SHORT TASK: Reproduce the records from the line with "Ground the cow head" up to and including the line with "[21, 176, 286, 300]", scaling every bounding-box coordinate in the answers by 2.05 and rounding to whole numbers with halves rounded up, while keeping all other lines and numbers, including the e.g. samples, unchanged. Leave the pictures out.

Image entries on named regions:
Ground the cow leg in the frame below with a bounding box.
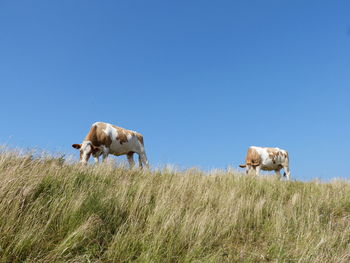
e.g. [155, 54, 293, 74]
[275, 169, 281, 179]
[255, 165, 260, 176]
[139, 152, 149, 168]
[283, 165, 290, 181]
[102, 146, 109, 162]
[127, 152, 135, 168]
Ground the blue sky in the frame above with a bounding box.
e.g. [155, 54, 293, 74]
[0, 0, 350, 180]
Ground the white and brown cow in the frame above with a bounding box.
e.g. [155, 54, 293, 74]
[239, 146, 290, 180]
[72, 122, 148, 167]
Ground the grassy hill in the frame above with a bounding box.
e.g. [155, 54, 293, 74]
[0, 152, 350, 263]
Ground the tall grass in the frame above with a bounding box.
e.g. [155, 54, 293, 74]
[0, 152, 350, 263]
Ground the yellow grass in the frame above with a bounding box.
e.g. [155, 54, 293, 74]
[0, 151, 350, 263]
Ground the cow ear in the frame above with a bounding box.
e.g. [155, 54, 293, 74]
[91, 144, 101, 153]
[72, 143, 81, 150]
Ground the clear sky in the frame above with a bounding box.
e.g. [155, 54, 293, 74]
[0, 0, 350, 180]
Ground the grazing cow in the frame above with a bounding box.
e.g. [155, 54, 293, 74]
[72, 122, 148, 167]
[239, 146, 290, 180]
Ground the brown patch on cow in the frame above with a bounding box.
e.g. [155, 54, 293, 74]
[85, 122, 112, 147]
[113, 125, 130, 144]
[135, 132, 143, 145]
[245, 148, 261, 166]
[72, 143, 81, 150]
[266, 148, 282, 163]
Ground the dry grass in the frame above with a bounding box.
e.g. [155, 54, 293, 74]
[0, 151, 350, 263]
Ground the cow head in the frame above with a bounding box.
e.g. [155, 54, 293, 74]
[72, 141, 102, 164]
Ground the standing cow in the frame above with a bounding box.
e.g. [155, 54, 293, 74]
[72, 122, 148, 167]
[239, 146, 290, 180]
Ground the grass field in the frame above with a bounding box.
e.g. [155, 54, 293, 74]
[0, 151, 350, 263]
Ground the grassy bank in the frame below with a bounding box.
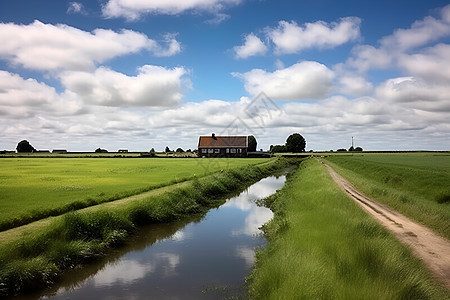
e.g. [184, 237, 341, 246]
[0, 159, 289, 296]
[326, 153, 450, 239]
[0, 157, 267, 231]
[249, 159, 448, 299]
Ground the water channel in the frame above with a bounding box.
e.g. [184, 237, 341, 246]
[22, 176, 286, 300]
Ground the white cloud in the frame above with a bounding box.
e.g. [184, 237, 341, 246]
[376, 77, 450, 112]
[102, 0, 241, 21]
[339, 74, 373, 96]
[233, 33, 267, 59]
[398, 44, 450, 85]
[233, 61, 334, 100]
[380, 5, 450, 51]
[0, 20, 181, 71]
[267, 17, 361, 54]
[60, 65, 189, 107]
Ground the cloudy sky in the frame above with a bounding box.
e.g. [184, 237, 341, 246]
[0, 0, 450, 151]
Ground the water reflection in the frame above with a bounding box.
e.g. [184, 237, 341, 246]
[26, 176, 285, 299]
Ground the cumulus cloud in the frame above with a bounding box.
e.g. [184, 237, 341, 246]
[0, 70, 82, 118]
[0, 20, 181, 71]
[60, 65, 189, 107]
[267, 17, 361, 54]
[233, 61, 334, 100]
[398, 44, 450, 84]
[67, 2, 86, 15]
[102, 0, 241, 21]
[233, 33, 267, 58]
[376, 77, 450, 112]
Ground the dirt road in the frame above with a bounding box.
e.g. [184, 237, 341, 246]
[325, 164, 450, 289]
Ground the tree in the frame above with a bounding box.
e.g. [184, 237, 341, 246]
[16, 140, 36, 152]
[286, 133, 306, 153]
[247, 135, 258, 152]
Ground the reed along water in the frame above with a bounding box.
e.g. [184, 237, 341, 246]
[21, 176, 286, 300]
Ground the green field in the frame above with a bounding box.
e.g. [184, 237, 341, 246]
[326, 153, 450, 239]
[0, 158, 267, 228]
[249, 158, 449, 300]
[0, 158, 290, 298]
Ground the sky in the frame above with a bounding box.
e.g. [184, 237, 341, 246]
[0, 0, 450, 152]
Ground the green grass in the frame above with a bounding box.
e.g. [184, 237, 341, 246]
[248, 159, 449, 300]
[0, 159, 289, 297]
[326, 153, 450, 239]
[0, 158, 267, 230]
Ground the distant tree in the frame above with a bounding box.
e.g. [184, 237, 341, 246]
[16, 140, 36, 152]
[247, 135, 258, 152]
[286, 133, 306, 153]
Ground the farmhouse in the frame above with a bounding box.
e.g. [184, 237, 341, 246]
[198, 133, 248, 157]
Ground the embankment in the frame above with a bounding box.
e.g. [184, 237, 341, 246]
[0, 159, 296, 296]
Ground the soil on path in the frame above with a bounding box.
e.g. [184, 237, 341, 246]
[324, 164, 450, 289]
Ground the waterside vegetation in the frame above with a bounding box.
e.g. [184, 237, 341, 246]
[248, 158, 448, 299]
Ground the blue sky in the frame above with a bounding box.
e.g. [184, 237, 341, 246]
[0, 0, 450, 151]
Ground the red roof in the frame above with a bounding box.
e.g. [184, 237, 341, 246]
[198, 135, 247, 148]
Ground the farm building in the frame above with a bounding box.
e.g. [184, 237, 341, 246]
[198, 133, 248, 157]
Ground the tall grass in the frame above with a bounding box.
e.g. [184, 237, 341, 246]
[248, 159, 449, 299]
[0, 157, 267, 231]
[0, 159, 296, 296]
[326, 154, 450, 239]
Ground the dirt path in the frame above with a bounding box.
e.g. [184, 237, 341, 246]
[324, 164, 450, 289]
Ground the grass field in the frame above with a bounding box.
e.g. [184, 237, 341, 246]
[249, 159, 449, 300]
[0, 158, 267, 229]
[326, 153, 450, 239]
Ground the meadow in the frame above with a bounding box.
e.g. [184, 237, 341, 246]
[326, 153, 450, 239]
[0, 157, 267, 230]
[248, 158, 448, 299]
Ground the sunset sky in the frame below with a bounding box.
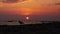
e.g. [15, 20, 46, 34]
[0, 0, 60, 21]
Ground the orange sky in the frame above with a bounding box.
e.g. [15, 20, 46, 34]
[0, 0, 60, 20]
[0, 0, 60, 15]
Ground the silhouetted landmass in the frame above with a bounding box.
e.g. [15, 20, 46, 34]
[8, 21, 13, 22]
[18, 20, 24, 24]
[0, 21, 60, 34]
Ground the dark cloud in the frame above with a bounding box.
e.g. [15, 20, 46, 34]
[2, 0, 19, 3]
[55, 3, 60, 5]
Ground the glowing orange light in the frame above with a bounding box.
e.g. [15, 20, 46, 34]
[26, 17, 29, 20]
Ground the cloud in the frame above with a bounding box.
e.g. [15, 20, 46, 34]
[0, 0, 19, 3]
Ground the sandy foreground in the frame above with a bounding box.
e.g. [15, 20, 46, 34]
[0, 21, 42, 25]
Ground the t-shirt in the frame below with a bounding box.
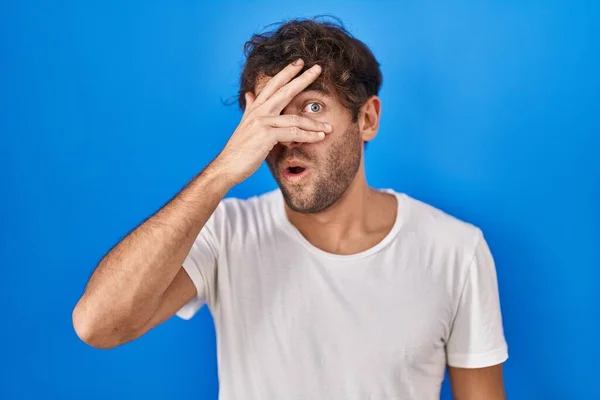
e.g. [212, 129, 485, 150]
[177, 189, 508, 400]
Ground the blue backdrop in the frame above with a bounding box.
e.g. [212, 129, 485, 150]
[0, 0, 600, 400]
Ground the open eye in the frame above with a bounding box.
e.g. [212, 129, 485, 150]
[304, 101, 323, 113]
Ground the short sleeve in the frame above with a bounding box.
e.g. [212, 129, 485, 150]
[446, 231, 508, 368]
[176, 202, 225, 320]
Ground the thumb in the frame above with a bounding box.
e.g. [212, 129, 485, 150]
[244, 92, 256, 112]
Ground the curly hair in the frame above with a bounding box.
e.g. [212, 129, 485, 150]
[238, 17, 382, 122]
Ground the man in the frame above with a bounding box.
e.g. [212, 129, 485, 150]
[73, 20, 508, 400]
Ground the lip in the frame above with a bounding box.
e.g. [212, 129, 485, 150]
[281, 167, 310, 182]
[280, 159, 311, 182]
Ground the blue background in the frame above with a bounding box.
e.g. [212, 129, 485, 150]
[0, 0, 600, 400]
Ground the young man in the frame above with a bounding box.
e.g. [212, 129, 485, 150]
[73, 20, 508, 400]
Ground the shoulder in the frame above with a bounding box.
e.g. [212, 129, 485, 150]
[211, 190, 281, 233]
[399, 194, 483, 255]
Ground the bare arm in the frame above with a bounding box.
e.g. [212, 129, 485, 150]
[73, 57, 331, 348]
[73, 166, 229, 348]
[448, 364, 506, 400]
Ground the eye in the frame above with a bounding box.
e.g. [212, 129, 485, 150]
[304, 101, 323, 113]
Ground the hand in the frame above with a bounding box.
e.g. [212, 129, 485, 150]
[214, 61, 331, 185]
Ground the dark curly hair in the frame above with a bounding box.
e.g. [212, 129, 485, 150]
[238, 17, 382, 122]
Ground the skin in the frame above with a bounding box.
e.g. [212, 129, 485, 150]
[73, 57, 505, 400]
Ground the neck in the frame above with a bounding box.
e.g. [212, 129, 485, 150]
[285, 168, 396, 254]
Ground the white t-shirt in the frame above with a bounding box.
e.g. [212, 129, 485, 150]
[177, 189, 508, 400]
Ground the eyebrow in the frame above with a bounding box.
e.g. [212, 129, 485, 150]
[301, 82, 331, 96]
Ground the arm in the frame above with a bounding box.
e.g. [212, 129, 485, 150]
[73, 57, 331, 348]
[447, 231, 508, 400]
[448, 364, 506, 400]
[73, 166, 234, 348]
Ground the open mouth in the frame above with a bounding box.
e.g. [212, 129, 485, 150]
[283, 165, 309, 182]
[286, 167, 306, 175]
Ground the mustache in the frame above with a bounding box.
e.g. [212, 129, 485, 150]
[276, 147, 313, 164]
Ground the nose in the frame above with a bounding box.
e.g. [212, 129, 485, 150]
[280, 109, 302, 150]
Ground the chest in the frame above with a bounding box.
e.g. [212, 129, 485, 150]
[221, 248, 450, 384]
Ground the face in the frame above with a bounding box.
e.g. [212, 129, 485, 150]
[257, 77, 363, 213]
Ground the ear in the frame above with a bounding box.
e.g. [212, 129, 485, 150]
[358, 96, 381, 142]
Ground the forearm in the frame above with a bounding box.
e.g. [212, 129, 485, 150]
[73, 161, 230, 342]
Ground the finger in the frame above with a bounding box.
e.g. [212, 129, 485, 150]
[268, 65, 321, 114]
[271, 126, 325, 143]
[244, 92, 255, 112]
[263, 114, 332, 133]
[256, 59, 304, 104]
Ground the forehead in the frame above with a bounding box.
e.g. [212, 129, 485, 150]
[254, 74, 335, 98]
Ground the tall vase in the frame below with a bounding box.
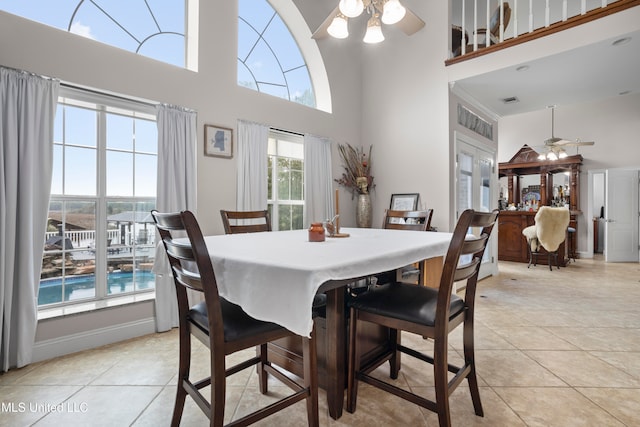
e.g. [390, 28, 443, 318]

SOLUTION FOR THIS EXERCISE:
Ground the cow head in the frame above with a bounding box.
e.g. [155, 54, 293, 74]
[148, 289, 209, 336]
Ground the standing cow in the frame above with a bounding box.
e.g. [155, 54, 293, 74]
[148, 250, 303, 342]
[490, 299, 595, 369]
Ground the grass field in the frame above with a bounding box.
e.g. [155, 54, 293, 74]
[0, 310, 718, 539]
Ground the grassy bank in the frame below with a bounding box.
e.g. [184, 237, 341, 246]
[0, 326, 592, 607]
[668, 314, 923, 490]
[0, 322, 547, 474]
[510, 326, 918, 613]
Ground the water channel in the frame above with a bounding box.
e.g. [184, 237, 341, 246]
[45, 361, 586, 615]
Ground the white cloud in the frame above with a bounding box.
e.g. [184, 237, 341, 246]
[771, 158, 923, 230]
[209, 0, 494, 43]
[695, 152, 765, 197]
[478, 68, 547, 121]
[816, 90, 923, 174]
[478, 125, 685, 205]
[779, 10, 923, 105]
[0, 41, 371, 146]
[547, 35, 740, 111]
[123, 133, 387, 219]
Ground the cloudy sky in the frame above with a bounding box.
e.g. [184, 237, 341, 246]
[0, 0, 923, 310]
Ground the water reflection in the frame above with a bounding box.
e.g. [184, 237, 341, 246]
[53, 361, 584, 613]
Ground the cumulus cloud in the frame above with a bounding box.
e.g. [184, 237, 341, 246]
[0, 144, 168, 242]
[0, 41, 371, 146]
[123, 133, 387, 219]
[547, 35, 740, 111]
[478, 125, 685, 205]
[816, 90, 923, 172]
[137, 4, 176, 31]
[209, 0, 494, 43]
[478, 68, 547, 119]
[771, 158, 923, 230]
Ground the dirt road in the frame above with a bounding box.
e.g. [184, 237, 341, 246]
[666, 336, 923, 592]
Ground the tree in the frame above with a bounding box.
e.g. [184, 237, 341, 246]
[33, 287, 74, 312]
[586, 273, 627, 314]
[506, 277, 529, 312]
Ground the reed along water in the frame above with a bounding box.
e.g. [184, 237, 341, 246]
[43, 361, 586, 615]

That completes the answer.